> **Given request**:
Reproduce every record below character for character, but leave the pictures out of your copy.

> **Input material**:
....

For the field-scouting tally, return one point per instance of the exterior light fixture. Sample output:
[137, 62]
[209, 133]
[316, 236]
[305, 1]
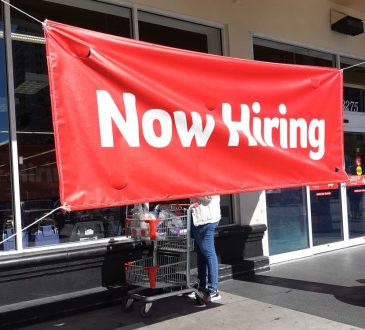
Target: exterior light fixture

....

> **Solution**:
For the field-scouting tally, return one point per instance of the exterior light fixture. Sample output:
[137, 62]
[209, 133]
[316, 236]
[305, 1]
Target: exterior light fixture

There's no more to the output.